Start of TEXT UNDER STUDY
Developing a cartilage-on-chip platform for osteoarthritis

Osteoarthritis (OA) is a progressive degenerative joint disease that impacts millions of individuals globally. Despite extensive research efforts to understand the disease and develop effective therapies, current treatments remain limited to surgery and palliative medication. The lack of robust preclinical models for OA poses a significant challenge to advancing research on disease-modifying osteoarthritis drugs (DMOADs). Consequently, there is a need for in vitro models that can accurately assess the DMOADs.

Injectable hybrid hydrogels comprising tyramine (TA)-functionalized hyaluronic acid (HA), dextran (Dex), and chondroitin sulfate (CS) that crosslink in situ upon mixing with horseradish peroxidase and H2O2 have been developed and demonstrated to enhance the chondrogenic activity of human articular chondrocytes (ACs) and nasal chondrocytes (NCs) in free-swelling scaffolds. In this study, we investigated the chondrogenic activity of chondrocytes-laden hydrogels at the microscale using the RE-PLATE multi-compression Cartilage-on-Chip (CoC) platform provided by Chiron B.V. By leveraging the platform's capability to apply mechanical compression, we were able to compare chondrogenesis under static and actuated conditions among different hydrogel formulations.

Hybrid hydrogels comprising Dex-TA, HA-TA, and CS-TA laden with healthy ACs or NCs were tested. Encapsulated cells were cultured in a chondrogenic medium for 21 days in either static condition or subjected to mechanical stimulation for 1 hour every day under physiological loading (400 mBar, 1 Hz). Chondrogenic activity was assessed by RNA expression and immuno-staining of the hydrogels. Cell viability and cell migration were also observed during the culture period.

Loading of the CoC with the cell-laden injectable hydrogels was easy and resulted in complete filling of the respective cell/hydrogel compartment. All hydrogel formulations remained structurally intact and maintained high cell viability after 21 days under static and mechanical stimulation. Cell migration was observed under actuated conditions, suggesting an early cellular response to mechanical stimulation, as cells tended to move closer to the stimulation source. Enhanced up-regulation of cartilage-associated genes such as ACAN, COLII, and SOX9, was observed for all mechanically actuated hydrogel formulations. Correspondingly, the immuno-staining showed higher deposition of COLII and proteoglycans in actuated conditions.

The hybrid hydrogel system, incorporating Dex-TA, HA-TA, and CS-TA, successfully served as a scaffold supporting cell proliferation and chondrogenic differentiation within the CoC platform. Mechanical stimulation enhanced chondrogenic activity in ACs and NCs, highlighting the platform's potential for mimicking healthy cartilage tissue. This easy-to-use innovative CoC platform has great potential for application in the screening of DMOADs.
End of TEXT UNDER STUDY
Start of SUPPLIED DATA
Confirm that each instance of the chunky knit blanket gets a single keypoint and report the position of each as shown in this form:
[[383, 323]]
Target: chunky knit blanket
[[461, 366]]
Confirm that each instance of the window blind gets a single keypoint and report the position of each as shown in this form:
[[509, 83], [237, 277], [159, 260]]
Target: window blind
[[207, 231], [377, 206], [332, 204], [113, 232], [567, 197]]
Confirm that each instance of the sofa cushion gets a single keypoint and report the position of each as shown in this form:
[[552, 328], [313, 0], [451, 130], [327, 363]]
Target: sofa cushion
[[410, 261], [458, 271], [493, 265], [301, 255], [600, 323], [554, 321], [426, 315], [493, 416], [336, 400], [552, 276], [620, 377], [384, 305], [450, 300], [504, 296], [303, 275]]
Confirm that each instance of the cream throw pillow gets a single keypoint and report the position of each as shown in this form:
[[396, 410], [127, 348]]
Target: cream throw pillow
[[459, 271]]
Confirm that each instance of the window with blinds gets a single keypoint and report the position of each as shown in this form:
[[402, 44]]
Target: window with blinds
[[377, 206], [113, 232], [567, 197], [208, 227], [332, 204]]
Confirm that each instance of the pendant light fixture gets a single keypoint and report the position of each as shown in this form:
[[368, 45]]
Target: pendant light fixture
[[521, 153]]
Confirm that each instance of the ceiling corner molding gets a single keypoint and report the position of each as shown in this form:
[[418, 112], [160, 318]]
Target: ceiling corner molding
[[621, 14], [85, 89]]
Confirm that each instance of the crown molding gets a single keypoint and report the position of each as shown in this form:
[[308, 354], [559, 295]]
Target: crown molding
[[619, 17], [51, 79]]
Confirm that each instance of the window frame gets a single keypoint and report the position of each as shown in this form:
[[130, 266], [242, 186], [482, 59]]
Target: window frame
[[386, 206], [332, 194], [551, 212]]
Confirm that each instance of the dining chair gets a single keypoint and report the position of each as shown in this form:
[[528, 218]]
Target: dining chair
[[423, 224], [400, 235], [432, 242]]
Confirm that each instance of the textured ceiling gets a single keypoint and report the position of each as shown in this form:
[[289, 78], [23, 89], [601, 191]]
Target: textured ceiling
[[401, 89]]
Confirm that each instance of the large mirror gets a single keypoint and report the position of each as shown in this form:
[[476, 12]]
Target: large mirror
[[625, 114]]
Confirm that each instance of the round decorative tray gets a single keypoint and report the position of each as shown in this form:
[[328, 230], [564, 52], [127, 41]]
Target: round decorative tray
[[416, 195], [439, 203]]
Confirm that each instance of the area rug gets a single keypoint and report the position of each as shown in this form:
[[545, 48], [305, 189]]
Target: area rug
End of SUPPLIED DATA
**PROBLEM A:**
In the cartilage-on-chip text, what pressure and frequency were used for the mechanical stimulation?
**PROBLEM B:**
Summarize the cartilage-on-chip text in two sentences.

**PROBLEM SOLUTION A:**
400 mBar at 1 Hz.

**PROBLEM SOLUTION B:**
Injectable hybrid hydrogels of Dex-TA, HA-TA, and CS-TA laden with articular or nasal chondrocytes were cultured for 21 days in a Cartilage-on-Chip platform, either static or with daily mechanical stimulation, to address the lack of robust preclinical models for osteoarthritis. The hydrogels stayed intact with high cell viability, and mechanical stimulation increased cartilage-associated gene expression and matrix deposition, so the platform shows great potential for screening disease-modifying osteoarthritis drugs.